* Required action *
Which lines below hold the word "power"? Report each one.

= Beginning of Section =

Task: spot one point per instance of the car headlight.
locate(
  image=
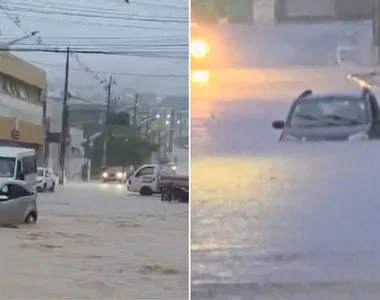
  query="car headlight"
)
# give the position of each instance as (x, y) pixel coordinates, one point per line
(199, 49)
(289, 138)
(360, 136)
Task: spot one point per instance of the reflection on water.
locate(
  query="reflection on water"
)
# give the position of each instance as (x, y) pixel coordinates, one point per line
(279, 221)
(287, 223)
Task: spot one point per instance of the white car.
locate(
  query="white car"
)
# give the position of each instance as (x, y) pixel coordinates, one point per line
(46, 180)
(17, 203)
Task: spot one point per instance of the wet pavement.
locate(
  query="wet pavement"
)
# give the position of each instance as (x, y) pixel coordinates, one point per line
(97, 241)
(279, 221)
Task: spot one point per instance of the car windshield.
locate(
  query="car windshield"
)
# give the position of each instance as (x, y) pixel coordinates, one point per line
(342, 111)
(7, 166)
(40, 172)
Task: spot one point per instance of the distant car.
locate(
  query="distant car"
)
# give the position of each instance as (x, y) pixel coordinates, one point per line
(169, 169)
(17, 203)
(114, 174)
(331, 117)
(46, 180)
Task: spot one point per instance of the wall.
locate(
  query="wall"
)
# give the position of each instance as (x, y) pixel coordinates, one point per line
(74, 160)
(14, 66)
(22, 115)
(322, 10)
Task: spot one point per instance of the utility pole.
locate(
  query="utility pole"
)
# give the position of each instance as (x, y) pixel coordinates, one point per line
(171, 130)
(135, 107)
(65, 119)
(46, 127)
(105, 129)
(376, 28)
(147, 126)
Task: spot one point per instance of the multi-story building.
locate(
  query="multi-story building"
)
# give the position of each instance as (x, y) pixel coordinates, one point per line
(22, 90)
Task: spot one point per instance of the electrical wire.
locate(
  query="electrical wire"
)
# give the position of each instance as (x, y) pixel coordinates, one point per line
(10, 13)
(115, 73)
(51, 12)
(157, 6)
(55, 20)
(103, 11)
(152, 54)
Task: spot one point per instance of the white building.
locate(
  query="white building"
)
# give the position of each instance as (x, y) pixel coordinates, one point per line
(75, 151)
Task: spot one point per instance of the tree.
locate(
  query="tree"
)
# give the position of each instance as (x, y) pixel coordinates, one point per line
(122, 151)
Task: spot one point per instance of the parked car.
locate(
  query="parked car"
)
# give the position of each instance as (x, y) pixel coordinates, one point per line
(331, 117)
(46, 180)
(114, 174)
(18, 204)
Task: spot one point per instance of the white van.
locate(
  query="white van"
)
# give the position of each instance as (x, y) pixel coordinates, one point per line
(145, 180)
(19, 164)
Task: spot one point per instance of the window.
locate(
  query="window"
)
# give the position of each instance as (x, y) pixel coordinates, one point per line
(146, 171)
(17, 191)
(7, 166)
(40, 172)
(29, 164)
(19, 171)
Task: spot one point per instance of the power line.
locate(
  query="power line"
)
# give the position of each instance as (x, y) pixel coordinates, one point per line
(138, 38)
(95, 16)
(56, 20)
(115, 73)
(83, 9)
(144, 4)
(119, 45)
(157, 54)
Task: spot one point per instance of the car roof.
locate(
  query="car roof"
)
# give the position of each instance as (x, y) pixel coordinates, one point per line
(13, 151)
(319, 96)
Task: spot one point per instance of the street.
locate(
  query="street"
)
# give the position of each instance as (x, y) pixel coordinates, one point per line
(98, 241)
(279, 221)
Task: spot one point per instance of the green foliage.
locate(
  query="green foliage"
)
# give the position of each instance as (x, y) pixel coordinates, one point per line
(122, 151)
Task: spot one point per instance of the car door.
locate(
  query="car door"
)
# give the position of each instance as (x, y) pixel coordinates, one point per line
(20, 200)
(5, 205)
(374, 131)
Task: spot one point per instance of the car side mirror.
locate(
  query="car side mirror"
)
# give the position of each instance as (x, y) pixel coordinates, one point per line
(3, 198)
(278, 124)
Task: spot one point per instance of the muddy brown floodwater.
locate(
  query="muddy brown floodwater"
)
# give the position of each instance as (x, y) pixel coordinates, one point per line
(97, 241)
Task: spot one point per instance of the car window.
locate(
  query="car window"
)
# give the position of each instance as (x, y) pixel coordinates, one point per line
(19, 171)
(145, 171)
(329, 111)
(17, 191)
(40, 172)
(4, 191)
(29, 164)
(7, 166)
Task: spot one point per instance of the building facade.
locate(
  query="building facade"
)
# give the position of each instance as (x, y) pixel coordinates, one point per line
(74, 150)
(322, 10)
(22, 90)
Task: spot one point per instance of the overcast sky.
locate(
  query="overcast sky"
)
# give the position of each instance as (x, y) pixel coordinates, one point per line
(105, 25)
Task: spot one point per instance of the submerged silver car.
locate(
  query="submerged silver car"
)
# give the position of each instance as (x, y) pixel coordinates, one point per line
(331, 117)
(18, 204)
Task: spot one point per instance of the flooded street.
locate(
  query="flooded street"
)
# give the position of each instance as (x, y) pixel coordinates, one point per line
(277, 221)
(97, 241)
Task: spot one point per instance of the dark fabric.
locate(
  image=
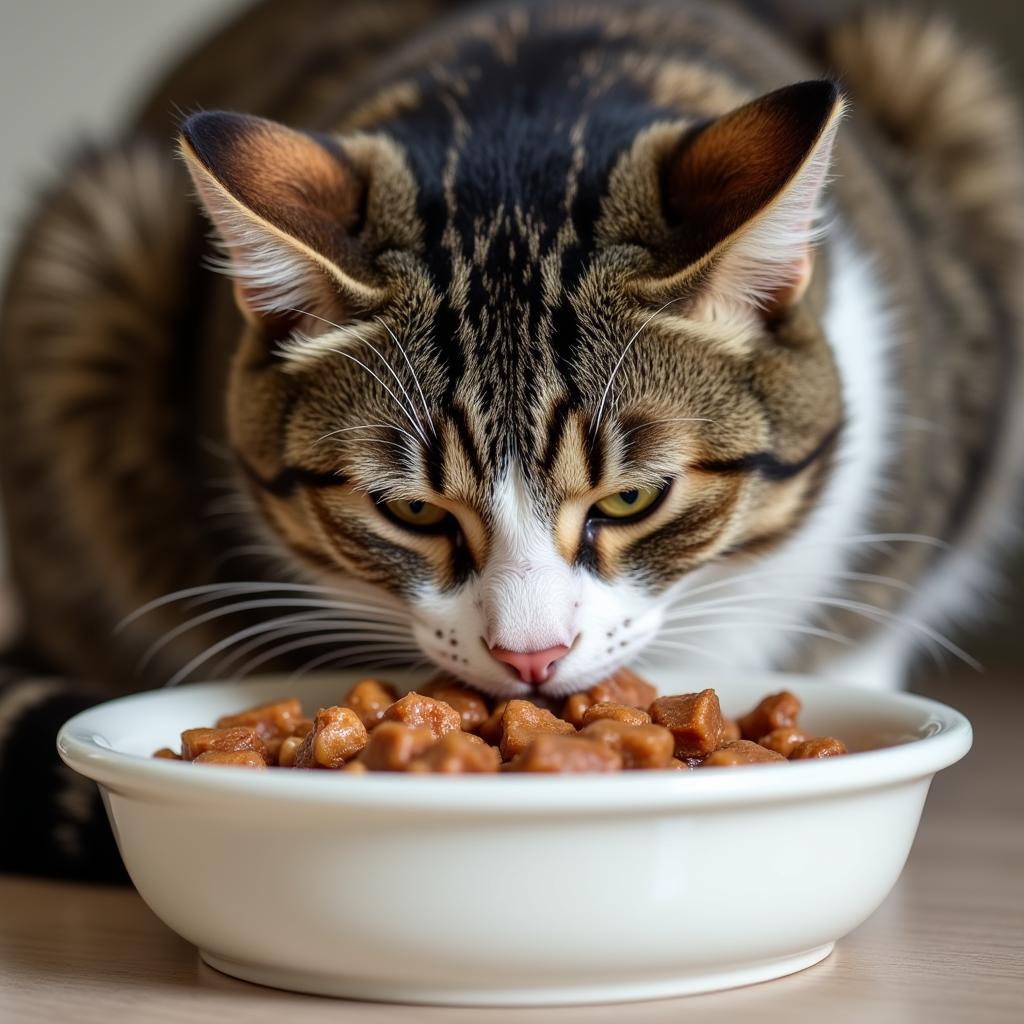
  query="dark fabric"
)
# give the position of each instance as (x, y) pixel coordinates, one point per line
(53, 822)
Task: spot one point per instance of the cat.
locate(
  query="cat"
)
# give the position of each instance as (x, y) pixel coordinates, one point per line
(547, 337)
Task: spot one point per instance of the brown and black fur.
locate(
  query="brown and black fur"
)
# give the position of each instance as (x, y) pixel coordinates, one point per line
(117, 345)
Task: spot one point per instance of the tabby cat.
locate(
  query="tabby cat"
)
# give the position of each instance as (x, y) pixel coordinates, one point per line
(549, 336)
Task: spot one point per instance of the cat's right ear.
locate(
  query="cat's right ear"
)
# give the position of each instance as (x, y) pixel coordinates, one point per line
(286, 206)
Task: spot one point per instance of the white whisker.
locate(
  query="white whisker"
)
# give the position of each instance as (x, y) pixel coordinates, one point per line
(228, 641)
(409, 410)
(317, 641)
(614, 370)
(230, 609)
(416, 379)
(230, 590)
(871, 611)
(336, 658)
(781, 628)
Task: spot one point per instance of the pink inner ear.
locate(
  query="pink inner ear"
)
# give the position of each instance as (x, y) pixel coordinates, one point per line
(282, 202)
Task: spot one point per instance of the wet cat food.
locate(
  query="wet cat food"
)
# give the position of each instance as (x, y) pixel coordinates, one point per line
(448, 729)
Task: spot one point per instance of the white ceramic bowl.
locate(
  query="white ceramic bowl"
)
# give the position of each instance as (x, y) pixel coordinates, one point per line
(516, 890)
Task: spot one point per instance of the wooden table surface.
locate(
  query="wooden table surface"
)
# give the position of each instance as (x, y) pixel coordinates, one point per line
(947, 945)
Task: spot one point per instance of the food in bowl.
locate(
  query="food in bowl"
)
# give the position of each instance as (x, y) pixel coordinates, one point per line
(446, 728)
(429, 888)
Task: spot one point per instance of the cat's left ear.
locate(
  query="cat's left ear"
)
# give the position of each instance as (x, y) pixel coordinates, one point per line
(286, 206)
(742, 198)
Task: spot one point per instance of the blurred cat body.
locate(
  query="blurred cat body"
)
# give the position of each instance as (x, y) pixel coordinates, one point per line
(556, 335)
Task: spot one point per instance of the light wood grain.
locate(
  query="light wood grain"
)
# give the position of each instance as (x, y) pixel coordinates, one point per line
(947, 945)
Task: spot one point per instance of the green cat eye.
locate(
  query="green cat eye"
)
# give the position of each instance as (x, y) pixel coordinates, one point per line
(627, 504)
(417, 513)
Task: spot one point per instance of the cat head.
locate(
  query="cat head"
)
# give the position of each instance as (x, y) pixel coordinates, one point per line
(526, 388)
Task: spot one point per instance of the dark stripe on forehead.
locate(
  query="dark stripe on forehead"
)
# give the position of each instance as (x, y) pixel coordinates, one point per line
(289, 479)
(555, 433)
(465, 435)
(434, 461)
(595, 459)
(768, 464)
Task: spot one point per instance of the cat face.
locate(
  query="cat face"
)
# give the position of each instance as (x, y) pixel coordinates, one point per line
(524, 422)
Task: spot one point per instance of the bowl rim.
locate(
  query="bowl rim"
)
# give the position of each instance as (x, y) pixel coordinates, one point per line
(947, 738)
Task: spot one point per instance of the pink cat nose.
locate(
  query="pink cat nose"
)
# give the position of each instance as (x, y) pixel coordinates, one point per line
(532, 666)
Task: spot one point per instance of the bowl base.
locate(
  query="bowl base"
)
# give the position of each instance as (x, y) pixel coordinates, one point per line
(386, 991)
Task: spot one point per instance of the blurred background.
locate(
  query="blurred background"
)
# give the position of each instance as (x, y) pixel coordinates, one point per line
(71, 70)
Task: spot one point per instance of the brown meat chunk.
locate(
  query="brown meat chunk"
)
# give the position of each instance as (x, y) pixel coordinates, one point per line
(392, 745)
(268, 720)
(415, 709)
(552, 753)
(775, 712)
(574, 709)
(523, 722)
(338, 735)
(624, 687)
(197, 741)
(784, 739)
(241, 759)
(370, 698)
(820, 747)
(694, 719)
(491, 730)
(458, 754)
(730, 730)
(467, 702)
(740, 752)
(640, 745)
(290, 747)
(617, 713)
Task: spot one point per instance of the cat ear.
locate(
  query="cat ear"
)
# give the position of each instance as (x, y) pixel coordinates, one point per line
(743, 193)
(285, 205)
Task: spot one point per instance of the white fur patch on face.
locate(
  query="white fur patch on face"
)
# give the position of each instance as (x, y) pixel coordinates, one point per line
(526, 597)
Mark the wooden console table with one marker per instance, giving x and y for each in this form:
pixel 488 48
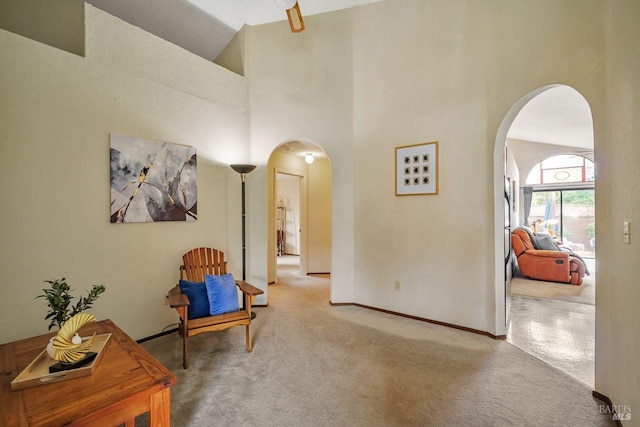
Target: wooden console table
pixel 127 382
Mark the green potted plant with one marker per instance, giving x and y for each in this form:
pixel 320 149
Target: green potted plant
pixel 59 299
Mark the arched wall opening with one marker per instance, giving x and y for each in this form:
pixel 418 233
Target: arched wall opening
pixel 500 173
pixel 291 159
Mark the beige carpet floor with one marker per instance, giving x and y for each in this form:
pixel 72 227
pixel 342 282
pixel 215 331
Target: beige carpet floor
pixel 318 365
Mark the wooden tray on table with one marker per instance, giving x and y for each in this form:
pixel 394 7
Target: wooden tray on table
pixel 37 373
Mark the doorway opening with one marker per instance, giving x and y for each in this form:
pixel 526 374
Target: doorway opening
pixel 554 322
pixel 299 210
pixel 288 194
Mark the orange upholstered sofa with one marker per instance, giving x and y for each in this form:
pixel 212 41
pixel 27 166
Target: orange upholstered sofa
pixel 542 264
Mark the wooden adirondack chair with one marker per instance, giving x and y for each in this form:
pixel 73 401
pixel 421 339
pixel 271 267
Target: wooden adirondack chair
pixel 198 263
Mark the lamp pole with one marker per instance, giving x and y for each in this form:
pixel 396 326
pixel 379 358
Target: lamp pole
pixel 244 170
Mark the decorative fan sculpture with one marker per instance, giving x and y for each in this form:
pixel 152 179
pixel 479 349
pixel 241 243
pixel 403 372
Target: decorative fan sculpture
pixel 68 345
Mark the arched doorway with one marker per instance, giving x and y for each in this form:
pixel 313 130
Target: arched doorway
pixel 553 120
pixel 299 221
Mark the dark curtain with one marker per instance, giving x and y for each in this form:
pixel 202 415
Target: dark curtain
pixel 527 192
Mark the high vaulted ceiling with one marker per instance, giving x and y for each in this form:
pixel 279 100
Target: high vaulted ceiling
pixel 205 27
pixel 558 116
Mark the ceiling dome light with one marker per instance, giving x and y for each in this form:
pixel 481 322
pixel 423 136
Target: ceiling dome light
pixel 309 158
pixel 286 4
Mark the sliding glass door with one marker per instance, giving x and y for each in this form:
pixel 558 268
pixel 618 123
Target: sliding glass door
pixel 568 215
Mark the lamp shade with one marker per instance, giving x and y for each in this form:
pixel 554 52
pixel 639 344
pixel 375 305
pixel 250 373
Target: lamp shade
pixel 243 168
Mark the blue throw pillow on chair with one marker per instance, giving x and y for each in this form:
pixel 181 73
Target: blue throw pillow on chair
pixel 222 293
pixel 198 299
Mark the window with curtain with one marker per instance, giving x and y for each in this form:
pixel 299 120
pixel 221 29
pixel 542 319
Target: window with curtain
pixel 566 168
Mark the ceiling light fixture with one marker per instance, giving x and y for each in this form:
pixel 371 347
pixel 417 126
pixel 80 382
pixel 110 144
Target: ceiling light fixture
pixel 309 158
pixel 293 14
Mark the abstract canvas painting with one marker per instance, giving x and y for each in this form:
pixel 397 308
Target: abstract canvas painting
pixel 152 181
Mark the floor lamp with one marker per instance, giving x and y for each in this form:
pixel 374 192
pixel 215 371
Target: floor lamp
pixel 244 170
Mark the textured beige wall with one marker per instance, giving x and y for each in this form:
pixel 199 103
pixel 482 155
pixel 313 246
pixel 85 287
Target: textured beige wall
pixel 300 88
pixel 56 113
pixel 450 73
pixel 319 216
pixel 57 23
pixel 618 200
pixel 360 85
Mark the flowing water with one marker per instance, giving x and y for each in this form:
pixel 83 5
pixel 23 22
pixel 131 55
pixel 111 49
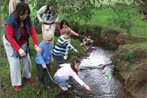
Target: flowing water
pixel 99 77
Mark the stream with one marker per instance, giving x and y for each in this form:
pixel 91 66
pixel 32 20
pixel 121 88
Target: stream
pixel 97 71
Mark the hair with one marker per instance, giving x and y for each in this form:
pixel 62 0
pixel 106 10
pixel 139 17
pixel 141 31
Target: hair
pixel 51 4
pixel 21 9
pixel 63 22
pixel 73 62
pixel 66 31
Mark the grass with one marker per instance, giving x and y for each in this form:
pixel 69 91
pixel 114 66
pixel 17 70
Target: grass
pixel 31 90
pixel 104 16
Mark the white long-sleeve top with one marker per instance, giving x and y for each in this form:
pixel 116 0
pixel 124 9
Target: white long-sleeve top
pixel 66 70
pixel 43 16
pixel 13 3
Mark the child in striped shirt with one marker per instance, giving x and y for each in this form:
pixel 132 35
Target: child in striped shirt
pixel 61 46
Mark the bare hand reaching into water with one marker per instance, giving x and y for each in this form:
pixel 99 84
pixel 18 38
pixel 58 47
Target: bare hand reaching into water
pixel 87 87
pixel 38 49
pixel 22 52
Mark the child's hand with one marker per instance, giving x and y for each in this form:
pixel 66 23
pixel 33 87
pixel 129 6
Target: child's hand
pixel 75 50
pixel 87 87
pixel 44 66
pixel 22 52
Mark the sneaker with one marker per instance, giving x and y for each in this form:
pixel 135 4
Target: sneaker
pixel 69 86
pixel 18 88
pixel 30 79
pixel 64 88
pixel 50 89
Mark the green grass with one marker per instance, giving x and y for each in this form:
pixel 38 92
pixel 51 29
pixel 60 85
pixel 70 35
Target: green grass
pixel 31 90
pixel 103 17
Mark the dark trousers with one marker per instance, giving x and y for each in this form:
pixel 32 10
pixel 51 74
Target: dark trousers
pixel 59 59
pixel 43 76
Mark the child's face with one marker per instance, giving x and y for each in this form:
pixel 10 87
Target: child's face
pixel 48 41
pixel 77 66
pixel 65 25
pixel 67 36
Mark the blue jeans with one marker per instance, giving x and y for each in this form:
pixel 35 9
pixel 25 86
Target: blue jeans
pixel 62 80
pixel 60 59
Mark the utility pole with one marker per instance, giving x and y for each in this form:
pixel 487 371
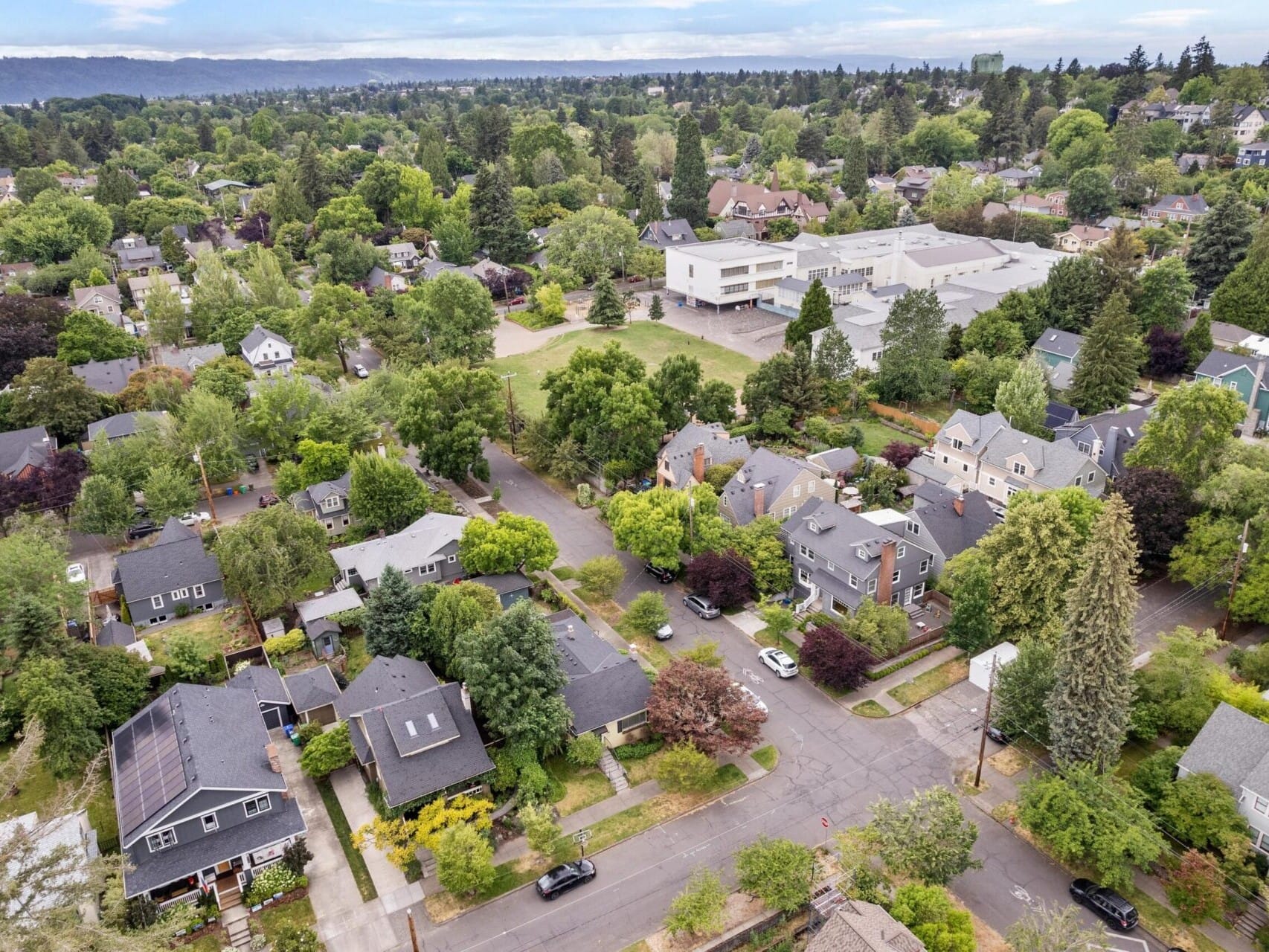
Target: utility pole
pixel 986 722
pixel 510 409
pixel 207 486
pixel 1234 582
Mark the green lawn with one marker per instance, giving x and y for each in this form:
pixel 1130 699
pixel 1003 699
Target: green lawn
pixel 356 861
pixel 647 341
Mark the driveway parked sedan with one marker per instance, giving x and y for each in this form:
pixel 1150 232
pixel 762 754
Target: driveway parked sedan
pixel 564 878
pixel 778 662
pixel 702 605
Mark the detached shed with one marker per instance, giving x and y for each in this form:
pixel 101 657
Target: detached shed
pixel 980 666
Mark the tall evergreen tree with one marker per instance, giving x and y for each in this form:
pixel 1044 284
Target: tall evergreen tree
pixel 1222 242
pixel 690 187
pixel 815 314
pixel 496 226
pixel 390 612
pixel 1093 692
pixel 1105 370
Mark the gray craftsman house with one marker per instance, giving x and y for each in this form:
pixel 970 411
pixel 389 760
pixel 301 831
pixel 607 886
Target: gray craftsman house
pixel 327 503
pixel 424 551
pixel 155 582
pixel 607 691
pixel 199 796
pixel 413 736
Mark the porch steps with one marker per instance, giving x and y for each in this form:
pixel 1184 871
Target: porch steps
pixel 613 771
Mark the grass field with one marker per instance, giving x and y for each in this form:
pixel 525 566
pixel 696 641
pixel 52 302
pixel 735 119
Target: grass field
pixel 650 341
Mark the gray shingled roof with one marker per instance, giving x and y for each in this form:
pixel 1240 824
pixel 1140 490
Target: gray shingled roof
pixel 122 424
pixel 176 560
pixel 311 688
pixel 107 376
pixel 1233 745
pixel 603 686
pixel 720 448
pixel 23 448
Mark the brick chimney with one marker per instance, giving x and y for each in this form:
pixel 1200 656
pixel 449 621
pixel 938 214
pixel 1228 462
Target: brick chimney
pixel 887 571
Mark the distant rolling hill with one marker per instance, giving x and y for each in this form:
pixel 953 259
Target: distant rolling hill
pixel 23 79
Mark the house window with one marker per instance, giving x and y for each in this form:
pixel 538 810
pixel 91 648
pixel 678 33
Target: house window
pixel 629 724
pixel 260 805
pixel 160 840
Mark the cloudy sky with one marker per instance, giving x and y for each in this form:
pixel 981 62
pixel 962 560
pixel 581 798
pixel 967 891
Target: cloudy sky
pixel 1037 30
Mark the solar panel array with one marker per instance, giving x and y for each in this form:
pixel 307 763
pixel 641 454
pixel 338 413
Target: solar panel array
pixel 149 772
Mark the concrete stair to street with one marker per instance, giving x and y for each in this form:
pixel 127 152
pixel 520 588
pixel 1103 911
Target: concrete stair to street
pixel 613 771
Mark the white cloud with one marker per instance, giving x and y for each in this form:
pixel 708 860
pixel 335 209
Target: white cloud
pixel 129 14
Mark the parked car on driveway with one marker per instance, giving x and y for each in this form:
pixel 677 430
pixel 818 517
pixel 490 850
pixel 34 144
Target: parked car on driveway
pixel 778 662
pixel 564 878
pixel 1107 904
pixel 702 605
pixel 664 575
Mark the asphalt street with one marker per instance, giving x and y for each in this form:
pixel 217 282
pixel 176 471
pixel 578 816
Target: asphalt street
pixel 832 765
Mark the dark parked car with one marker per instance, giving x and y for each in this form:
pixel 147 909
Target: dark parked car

= End of Section =

* Task response *
Task: spot one point per instance of the power line.
  query="power line"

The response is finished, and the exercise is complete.